*Exercise prompt*
Across the listing below, how many lines hold "grass"? Reply with the number by itself.

*Exercise input*
[Start of Attachment]

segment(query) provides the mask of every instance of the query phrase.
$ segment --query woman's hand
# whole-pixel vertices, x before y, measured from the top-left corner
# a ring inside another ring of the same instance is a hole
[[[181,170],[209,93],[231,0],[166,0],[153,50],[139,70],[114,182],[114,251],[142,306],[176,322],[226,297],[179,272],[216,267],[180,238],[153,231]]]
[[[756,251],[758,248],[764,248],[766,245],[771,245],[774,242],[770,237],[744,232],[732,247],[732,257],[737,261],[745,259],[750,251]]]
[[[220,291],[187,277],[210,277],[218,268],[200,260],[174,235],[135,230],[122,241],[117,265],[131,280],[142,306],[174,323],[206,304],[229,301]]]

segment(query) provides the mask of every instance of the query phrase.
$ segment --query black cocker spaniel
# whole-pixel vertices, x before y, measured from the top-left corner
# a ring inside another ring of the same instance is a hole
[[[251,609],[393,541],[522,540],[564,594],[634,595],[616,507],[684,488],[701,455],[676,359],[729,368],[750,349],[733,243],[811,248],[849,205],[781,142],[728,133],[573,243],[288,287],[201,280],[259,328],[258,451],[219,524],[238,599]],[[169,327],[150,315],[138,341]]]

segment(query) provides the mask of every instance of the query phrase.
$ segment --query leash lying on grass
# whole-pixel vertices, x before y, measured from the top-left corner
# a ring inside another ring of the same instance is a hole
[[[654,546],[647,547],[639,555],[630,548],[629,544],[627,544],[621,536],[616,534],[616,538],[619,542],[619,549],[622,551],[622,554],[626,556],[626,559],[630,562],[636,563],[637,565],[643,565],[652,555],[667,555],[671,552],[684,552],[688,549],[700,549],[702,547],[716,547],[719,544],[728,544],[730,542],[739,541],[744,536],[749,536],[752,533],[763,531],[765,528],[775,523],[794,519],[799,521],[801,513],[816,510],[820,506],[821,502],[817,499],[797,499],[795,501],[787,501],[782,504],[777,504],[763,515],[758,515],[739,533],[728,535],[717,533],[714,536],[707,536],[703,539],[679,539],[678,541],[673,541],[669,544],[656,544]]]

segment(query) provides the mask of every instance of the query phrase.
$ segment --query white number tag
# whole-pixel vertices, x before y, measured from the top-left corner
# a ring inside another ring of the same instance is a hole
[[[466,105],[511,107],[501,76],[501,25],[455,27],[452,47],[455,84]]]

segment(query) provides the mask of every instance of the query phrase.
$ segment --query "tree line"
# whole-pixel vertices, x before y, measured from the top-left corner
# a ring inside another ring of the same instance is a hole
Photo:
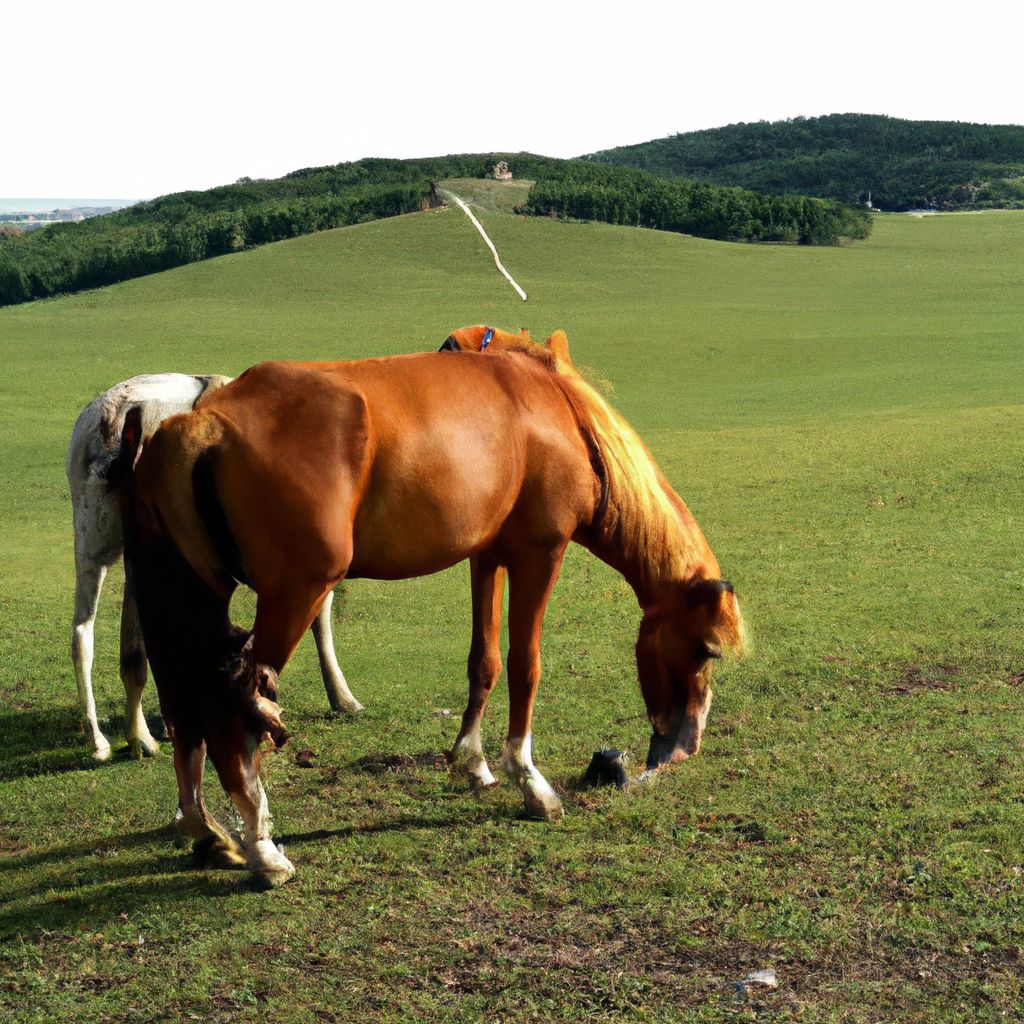
[[[883,210],[1024,206],[1024,127],[830,114],[686,132],[584,159]]]
[[[527,209],[534,215],[600,220],[729,242],[837,245],[867,238],[871,231],[871,217],[863,208],[639,173],[614,183],[577,178],[538,182],[530,190]]]
[[[0,305],[99,288],[266,242],[411,213],[429,196],[429,181],[362,185],[339,195],[266,199],[235,208],[175,202],[162,216],[140,216],[131,208],[54,224],[0,238]]]

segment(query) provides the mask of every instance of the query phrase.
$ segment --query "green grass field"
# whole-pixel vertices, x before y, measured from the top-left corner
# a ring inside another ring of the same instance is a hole
[[[1024,214],[882,217],[837,249],[480,215],[528,302],[439,210],[0,311],[0,1019],[1019,1019]],[[439,757],[466,567],[360,581],[336,607],[367,711],[326,713],[308,642],[282,681],[293,739],[265,777],[298,876],[195,870],[169,753],[96,766],[76,731],[75,416],[134,373],[436,348],[481,322],[568,331],[735,582],[752,651],[718,673],[700,757],[577,788],[649,730],[636,603],[573,549],[535,718],[566,817],[472,796]],[[777,989],[737,991],[762,968]]]

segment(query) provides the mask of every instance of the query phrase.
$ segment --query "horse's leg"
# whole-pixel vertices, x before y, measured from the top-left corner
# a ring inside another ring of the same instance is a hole
[[[505,591],[505,569],[478,555],[470,560],[470,580],[473,638],[467,664],[469,702],[448,762],[456,770],[465,770],[474,785],[493,786],[495,778],[487,766],[480,740],[480,722],[491,690],[501,675],[501,600]]]
[[[256,597],[252,625],[254,666],[267,665],[280,672],[339,582],[265,586]]]
[[[245,855],[206,809],[203,801],[203,764],[206,744],[198,738],[184,738],[168,723],[174,747],[174,773],[178,778],[178,814],[175,825],[192,840],[200,864],[241,867]]]
[[[121,682],[124,684],[124,723],[128,746],[136,757],[159,752],[142,713],[142,691],[146,686],[146,645],[139,624],[131,576],[125,574],[124,601],[121,605]]]
[[[565,547],[518,559],[508,570],[508,738],[501,766],[523,792],[527,812],[557,821],[562,802],[532,758],[533,701],[540,682],[544,610],[558,579]]]
[[[92,694],[92,659],[93,626],[107,567],[83,554],[82,546],[75,544],[75,620],[71,628],[71,661],[75,666],[75,681],[78,683],[78,703],[92,738],[92,756],[97,761],[106,761],[110,757],[110,743],[100,732],[96,718],[96,701]]]
[[[221,785],[242,818],[245,866],[271,885],[283,885],[295,874],[295,865],[270,838],[270,810],[259,776],[259,757],[230,744],[210,747],[210,759]]]
[[[334,603],[334,591],[328,591],[320,612],[310,627],[316,643],[316,653],[320,658],[320,675],[323,676],[324,689],[330,701],[332,711],[362,711],[363,705],[356,700],[345,682],[345,674],[341,671],[338,658],[334,653],[334,634],[331,628],[331,606]]]
[[[281,671],[338,582],[334,580],[326,587],[310,584],[276,591],[263,589],[256,599],[253,623],[251,671],[257,678],[266,667],[275,673]],[[270,695],[271,700],[275,697],[276,693]],[[246,742],[238,742],[236,737],[224,733],[207,739],[221,785],[242,818],[246,866],[272,885],[287,882],[295,874],[295,867],[270,838],[267,794],[259,777],[258,745],[263,737],[249,733]]]

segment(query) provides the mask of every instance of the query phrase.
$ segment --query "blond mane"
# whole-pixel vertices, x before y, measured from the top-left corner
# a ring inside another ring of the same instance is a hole
[[[637,432],[573,365],[565,332],[555,331],[539,345],[525,329],[512,334],[478,324],[453,331],[448,340],[462,351],[480,352],[485,337],[485,354],[523,353],[558,379],[602,477],[595,527],[603,542],[621,550],[640,581],[658,584],[717,576],[718,563],[697,521]]]
[[[560,377],[580,427],[600,456],[606,494],[595,517],[647,584],[718,576],[707,539],[639,434],[586,381]]]

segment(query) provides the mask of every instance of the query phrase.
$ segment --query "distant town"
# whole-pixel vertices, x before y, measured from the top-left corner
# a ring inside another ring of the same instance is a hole
[[[19,202],[23,204],[19,208]],[[60,201],[58,201],[60,202]],[[13,231],[35,231],[48,224],[68,224],[99,217],[104,213],[123,210],[132,203],[128,200],[108,200],[95,202],[83,200],[78,205],[74,200],[65,201],[66,205],[41,209],[40,200],[34,199],[0,199],[0,228]],[[103,203],[103,205],[101,205]]]

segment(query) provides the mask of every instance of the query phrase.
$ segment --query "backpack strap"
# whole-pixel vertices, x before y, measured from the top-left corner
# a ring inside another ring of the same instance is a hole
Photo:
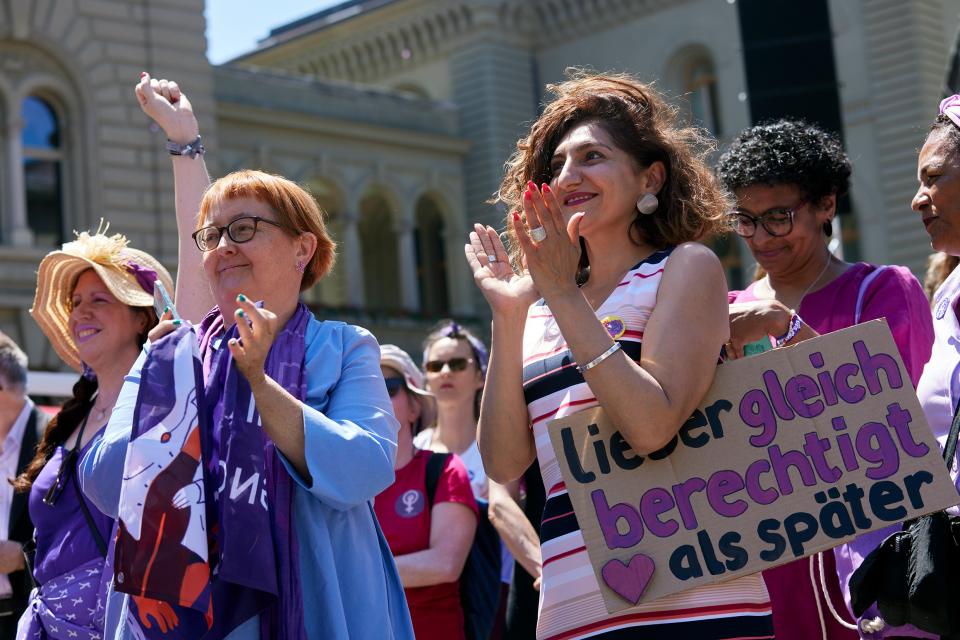
[[[867,293],[867,288],[870,286],[870,283],[886,270],[887,265],[880,265],[868,273],[867,277],[860,282],[860,291],[857,292],[857,306],[853,312],[853,324],[860,324],[860,312],[863,311],[863,298]]]
[[[452,453],[430,452],[430,458],[427,460],[426,481],[427,504],[431,507],[433,507],[433,496],[437,493],[437,485],[440,483],[440,474],[443,473],[443,468],[447,466],[447,459],[452,455]]]

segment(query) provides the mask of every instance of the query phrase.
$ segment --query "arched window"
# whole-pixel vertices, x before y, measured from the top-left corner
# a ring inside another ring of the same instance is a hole
[[[361,201],[359,231],[367,308],[380,311],[399,309],[397,234],[385,198],[370,195]]]
[[[720,135],[717,76],[709,58],[698,56],[687,65],[683,92],[690,103],[690,120],[714,135]]]
[[[37,96],[20,105],[27,223],[39,246],[63,242],[63,147],[53,107]]]
[[[444,250],[443,214],[428,197],[420,198],[416,209],[417,282],[420,285],[420,312],[427,316],[449,315],[447,257]]]

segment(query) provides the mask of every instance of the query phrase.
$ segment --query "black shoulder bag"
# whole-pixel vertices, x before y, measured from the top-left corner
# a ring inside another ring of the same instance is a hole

[End of Attachment]

*Exercise solution*
2